■ **TEXT SECTION**
Updates Insolvency Proceedings and Strategic Review
Process
JOHANNESBURG, SA, Nov. 15, 2012 /CNW/ - Great Basin Gold Ltd.
("Great Basin Gold"), (NYSE MKT: GBG; JSE: GBG) announces
results for the quarter ended September 30,
2012 and updates the previously announced insolvency
proceedings and the strategic review process. This release should
be read with the Company's third quarter unaudited interim
Financial Statements and Management Discussion & Analysis
(MD&A), available at www.grtbasin.com and filed today on
www.sedar.com.
Summary Operating Statistics Table:
|
3 months ended |
9 months ended |
September 30
2012 |
June 30
2012 |
September 30
2011 |
September 30
2012 |
September 30
2011 |
Recovered Au eqv oz |
21,620 |
21,080 |
32,531 |
65,610 |
93,775 |
Au eqv oz sold |
24,449 |
20,473 |
29,308 |
66,477 |
89,567 |
Realized Au eqv price |
$1,572 |
$1,581 |
$1,593 |
$1,567 |
$1,449 |
Revenue ('000) |
$38,436 |
$32,371 |
$46,673 |
$104,180 |
$129,754 |
Loss from operating activities ('000) |
($16,268) |
($19,641) |
($8,000) |
($43,559) |
($1,569) |
Net loss ('000) |
($89,606) |
($21,990) |
($33,987) |
($129,366) |
($55,379) |
Adjusted loss per share |
($0.04) |
($0.05) |
($0.03) |
($0.13) |
($0.07) |
Hollister
24,766 tonnes (Q2 2012:23,720 tonnes) were trial
mined at the Company's Hollister operation in Q3 2012 yielding
21,072 gold equivalent contained ounces1 (Q2 2012:14,857
Au eqv oz). Although tonnage mined remained below planned levels,
an improved mining grade of 0.85 Au eqv oz/t (Q2 2012:0.63 Au eqv
oz/t) resulted in an improvement in recovered metal of 16,319 Au
eqv oz for the quarter (Q2 2012:14,688 Au eqv oz). The action plan
to counter decreasing grade trends focussed on decreasing stope
width and controlling dilution has resulted in an improvement in Q3
and more work remains to be done in this area.
The Esmeralda Mill processed 22,789 dry tonnes
during the quarter (Q2 2012:25,811 tonnes) and during Q3 2012
achieved recoveries of 92% and 51% for gold and silver respectively
(Q2 2012:90% Au and 59% Ag). Work on the acid wash and carbon
regeneration circuit was completed during June, 2012 and all doré
is now being poured on site.
19,392 Au eqv oz were sold during the quarter
(Q2 2012:14,863 Au eqv oz) at cash costs per Au eqv oz for the
quarter of $1,096 (Q2
2012:$983) and were negatively
impacted by the lower mining grade achieved as well as lower than
expected recoveries from the carbon-in-leach at the refinery.

■ **WHAT YOU WILL DO**
For each statement, decide whether it agrees with the quarterly results release above. Answer yes or no, and quote the release's deciding words: (a) the Esmeralda Mill processed more dry tonnes in Q3 2012 than in Q2 2012; (b) work on the acid wash and carbon regeneration circuit was finished during June 2012; (c) tonnage mined at Hollister in Q3 2012 reached planned levels.

■ **SOURCE EXCERPT**
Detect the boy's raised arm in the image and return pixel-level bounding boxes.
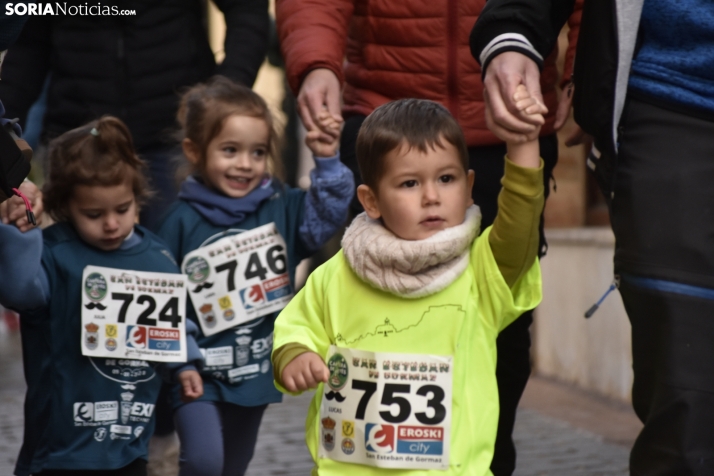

■ **EXERCISE RESULT**
(a) No: "The Esmeralda Mill processed 22,789 dry tonnes during the quarter (Q2 2012:25,811 tonnes)"
(b) Yes: "Work on the acid wash and carbon regeneration circuit was completed during June, 2012"
(c) No: "Although tonnage mined remained below planned levels"